Work to be completed: Reproduce the records from the beginning up to and including the line containing "Outlines of the dead", leaving out the pictures.
━━ Data to process ━━
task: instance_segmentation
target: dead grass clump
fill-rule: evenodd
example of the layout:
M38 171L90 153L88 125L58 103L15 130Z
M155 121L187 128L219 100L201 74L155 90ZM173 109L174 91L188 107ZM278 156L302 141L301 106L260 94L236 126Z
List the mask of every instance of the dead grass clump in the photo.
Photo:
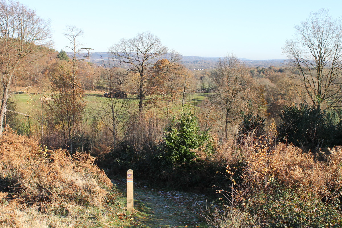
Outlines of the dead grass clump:
M228 151L230 161L239 161L227 166L231 186L220 191L230 204L215 208L210 215L214 219L207 216L211 227L233 222L233 227L320 227L328 222L340 227L342 147L321 152L322 160L292 144L273 141L246 137L235 149L239 153Z
M22 202L104 204L112 184L93 164L94 158L83 154L75 160L62 150L48 151L47 157L38 145L13 132L0 137L0 190Z

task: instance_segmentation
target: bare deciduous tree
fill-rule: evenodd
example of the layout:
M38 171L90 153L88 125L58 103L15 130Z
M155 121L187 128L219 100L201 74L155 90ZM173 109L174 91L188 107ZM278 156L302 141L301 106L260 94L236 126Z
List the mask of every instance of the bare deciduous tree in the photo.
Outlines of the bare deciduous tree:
━━━
Exercise answer:
task: instance_segmentation
target: dead grass clump
fill-rule: evenodd
example of the layout:
M38 171L90 153L88 125L58 103L15 130Z
M155 121L187 128L219 100L201 74L155 90ZM173 109L174 91L188 107ZM278 156L302 141L301 106L260 94L236 126Z
List the mask of every instance of the dead grass clump in the photo.
Photo:
Outlines of the dead grass clump:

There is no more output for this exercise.